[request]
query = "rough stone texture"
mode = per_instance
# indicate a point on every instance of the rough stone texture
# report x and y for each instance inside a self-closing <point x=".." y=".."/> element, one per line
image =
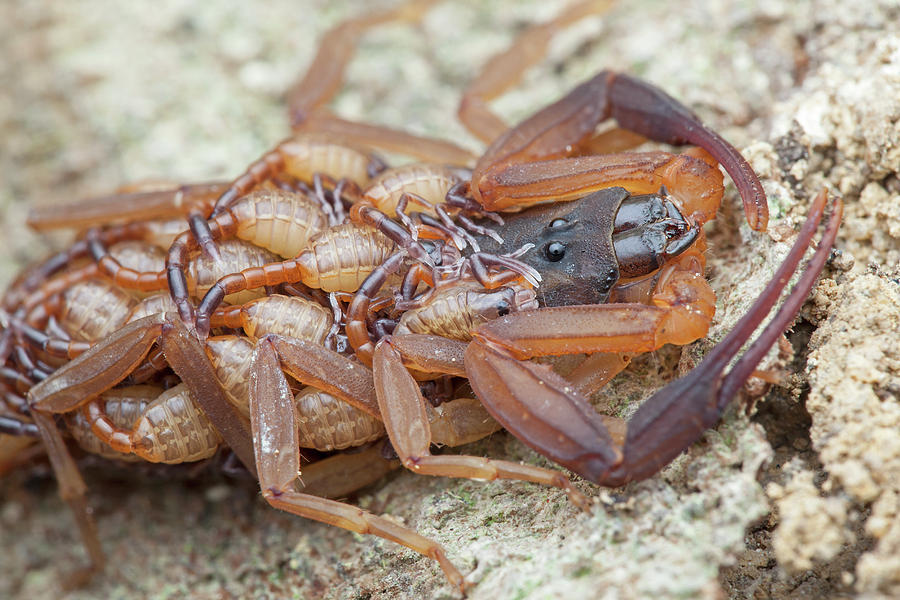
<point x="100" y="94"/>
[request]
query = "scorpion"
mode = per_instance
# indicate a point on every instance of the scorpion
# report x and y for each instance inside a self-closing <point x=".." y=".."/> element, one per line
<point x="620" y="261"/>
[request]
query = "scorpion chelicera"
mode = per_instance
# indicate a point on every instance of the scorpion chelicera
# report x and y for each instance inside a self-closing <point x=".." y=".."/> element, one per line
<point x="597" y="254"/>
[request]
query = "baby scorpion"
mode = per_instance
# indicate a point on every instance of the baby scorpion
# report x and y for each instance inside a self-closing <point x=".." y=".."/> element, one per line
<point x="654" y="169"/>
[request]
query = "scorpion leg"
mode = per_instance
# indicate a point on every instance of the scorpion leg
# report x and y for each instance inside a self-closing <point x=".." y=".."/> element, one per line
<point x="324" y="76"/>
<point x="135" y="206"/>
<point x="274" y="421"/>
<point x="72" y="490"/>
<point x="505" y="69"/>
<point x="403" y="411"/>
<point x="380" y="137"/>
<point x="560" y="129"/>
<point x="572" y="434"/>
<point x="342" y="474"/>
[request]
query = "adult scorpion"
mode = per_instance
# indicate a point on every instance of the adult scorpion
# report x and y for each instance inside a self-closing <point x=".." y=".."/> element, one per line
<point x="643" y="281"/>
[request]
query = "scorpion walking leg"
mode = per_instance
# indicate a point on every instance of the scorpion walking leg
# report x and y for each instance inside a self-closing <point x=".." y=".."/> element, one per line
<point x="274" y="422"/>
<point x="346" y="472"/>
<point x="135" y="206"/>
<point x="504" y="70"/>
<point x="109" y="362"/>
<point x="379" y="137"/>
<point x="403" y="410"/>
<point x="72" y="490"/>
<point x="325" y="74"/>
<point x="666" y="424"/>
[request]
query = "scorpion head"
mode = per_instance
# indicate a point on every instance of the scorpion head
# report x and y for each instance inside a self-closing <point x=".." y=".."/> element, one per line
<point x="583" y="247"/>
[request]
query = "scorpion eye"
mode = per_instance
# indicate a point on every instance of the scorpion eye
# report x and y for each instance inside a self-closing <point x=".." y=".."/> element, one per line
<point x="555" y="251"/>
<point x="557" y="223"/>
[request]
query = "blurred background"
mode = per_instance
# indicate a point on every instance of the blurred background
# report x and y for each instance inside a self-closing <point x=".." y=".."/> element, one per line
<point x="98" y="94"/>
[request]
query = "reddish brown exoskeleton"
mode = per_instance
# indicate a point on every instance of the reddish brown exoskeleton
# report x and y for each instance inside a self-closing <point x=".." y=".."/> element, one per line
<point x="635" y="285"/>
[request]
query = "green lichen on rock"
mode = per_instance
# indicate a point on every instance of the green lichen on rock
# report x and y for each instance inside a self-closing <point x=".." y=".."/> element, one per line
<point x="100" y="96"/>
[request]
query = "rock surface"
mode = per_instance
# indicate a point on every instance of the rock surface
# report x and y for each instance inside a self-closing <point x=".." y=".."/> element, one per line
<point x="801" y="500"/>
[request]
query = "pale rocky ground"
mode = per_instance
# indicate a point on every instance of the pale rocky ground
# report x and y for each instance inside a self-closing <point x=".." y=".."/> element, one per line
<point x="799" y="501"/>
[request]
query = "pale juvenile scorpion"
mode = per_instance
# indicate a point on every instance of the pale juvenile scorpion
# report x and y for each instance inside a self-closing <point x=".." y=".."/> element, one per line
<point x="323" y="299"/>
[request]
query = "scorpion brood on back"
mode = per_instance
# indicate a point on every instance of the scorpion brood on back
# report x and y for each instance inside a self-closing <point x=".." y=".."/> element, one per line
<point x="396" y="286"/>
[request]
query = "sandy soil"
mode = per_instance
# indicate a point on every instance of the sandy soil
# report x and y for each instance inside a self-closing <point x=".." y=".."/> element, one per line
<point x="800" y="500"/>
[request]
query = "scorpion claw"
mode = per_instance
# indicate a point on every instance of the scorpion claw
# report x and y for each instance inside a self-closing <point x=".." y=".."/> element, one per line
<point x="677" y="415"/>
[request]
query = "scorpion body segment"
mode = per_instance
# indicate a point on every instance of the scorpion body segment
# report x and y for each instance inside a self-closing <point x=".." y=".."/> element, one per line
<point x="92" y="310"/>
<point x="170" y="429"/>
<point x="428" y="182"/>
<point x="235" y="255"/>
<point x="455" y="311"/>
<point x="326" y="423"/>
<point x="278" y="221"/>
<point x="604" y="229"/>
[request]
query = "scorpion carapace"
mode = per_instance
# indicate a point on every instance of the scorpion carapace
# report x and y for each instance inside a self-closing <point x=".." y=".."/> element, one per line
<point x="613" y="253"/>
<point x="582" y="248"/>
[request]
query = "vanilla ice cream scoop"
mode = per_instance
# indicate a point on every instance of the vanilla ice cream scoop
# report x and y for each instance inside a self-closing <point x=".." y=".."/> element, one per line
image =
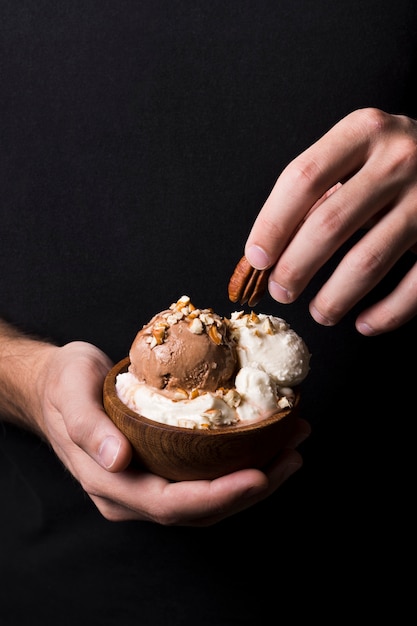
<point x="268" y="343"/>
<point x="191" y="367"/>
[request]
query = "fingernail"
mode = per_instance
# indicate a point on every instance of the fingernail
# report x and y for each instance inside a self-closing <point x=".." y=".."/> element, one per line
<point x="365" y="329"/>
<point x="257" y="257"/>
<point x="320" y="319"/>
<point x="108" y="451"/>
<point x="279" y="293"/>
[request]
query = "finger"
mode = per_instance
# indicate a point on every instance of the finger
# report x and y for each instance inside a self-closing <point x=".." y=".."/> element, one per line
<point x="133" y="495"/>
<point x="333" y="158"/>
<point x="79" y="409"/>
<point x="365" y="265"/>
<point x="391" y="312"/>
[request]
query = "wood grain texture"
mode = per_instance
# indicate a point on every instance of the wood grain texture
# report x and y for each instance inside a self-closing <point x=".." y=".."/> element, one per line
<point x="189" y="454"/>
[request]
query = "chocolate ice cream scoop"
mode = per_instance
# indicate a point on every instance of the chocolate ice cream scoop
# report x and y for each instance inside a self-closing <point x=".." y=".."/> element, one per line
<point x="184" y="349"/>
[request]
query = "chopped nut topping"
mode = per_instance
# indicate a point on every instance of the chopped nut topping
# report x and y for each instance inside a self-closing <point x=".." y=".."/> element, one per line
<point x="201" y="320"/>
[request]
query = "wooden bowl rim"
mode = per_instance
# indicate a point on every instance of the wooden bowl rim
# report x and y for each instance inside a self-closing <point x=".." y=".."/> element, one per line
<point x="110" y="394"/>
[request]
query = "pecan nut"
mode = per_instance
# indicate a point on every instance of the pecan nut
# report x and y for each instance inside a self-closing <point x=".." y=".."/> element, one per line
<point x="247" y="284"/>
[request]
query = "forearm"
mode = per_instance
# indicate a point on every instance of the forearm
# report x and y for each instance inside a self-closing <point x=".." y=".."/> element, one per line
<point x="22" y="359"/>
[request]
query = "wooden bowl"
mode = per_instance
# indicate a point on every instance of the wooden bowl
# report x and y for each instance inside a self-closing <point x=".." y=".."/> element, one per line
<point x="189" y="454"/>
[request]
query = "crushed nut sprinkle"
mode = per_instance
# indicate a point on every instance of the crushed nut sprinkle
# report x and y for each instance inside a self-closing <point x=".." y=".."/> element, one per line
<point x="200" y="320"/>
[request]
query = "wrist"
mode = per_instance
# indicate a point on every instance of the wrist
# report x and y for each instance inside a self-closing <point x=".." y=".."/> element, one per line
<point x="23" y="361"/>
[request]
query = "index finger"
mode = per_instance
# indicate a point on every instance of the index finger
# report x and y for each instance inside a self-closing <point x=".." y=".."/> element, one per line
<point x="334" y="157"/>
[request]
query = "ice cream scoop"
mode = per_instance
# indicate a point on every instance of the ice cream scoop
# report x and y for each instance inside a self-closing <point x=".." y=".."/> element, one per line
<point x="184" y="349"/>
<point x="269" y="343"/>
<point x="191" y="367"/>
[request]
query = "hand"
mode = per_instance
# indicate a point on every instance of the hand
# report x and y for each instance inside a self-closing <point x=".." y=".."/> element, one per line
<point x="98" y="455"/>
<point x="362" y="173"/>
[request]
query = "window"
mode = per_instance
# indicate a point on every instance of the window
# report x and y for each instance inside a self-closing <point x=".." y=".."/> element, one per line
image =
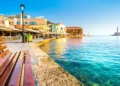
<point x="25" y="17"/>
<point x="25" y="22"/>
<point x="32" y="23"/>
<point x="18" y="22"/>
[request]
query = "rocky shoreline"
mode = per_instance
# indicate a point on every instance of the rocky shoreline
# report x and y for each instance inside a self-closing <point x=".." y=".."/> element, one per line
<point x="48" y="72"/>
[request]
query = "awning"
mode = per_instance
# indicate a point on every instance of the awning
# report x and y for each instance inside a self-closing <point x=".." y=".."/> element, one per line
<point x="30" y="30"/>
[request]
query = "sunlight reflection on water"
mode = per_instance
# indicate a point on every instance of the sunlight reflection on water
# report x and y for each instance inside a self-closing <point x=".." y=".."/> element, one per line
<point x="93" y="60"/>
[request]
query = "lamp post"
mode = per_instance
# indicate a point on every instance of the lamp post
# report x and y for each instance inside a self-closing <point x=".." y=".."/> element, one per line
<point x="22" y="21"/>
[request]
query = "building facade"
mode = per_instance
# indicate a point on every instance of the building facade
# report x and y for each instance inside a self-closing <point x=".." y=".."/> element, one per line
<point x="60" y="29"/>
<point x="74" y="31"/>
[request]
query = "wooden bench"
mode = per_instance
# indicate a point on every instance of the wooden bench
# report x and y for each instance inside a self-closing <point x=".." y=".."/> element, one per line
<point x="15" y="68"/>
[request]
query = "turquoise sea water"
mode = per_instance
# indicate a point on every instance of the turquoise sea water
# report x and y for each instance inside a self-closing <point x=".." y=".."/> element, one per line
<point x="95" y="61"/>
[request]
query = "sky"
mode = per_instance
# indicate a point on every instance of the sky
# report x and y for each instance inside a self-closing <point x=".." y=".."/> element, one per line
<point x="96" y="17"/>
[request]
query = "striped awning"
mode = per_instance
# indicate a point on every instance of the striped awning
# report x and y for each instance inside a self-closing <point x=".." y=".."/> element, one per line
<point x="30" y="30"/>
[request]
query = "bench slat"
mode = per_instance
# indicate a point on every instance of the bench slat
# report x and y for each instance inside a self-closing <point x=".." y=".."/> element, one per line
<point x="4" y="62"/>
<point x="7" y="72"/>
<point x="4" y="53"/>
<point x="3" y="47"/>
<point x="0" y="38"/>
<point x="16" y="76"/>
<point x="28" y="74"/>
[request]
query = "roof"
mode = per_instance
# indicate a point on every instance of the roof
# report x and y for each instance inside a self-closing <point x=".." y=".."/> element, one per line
...
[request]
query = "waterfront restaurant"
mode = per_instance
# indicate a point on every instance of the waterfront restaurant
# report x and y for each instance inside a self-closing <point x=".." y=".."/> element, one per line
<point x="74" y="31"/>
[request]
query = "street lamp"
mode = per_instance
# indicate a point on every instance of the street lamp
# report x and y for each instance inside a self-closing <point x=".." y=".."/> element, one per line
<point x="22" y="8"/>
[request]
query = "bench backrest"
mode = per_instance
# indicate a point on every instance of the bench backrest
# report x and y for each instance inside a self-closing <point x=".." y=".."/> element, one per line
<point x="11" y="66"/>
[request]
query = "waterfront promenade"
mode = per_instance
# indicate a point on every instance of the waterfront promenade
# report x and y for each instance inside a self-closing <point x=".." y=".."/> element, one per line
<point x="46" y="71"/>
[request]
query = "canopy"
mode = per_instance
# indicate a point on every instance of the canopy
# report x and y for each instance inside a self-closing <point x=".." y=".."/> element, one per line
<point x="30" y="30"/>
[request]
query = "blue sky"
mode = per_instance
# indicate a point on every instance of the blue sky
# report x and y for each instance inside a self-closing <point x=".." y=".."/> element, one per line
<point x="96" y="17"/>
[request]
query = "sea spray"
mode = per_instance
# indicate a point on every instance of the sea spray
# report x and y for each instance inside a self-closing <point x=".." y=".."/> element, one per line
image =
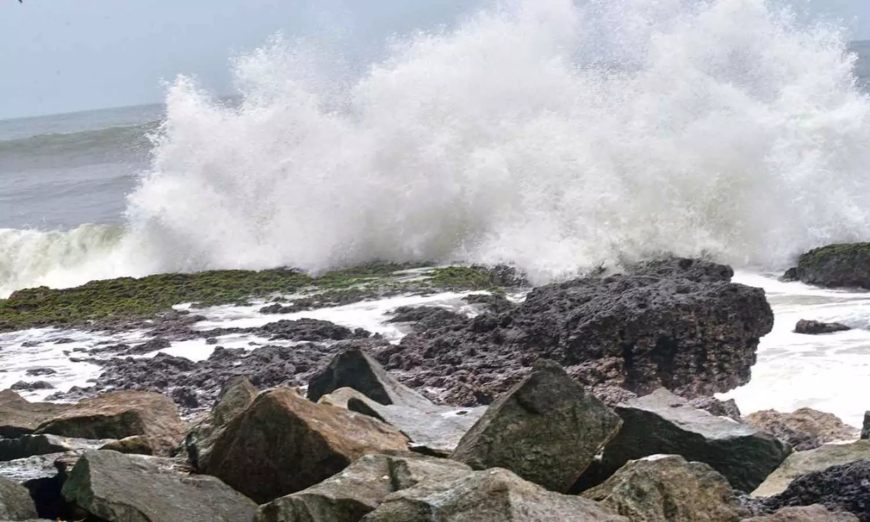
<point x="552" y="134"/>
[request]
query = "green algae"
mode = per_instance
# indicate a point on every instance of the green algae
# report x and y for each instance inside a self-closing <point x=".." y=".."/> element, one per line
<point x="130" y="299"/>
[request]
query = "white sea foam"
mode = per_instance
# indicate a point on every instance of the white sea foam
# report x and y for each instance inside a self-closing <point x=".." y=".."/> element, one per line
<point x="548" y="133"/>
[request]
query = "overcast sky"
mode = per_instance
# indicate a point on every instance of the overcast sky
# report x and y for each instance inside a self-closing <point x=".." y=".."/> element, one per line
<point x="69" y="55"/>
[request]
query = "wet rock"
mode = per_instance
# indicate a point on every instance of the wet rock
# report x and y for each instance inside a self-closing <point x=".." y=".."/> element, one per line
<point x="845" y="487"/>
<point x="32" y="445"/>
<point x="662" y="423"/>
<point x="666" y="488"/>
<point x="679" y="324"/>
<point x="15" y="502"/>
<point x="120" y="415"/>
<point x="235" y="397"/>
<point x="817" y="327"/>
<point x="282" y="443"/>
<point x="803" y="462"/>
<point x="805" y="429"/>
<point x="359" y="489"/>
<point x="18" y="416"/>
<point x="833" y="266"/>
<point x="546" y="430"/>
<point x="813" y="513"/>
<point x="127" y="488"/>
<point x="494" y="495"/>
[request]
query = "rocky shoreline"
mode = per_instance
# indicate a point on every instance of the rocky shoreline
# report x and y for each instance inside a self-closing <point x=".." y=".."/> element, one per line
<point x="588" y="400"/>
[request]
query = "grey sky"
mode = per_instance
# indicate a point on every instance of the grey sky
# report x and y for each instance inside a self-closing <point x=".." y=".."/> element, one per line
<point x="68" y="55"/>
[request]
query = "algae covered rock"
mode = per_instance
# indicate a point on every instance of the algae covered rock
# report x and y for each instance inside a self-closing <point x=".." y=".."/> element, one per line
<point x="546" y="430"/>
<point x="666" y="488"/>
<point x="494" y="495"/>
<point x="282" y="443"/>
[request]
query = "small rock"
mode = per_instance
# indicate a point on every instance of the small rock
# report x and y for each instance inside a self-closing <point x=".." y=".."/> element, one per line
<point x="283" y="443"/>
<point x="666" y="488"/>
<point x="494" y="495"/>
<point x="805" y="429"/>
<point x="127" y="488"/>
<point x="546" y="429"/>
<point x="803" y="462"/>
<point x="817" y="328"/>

> **Exercise aim**
Take every line above carrying "awning" and return it.

> **Your solution**
query = "awning"
# indicate a point on every instance of the awning
query = "striped awning"
# indicate a point on every instance of the striped awning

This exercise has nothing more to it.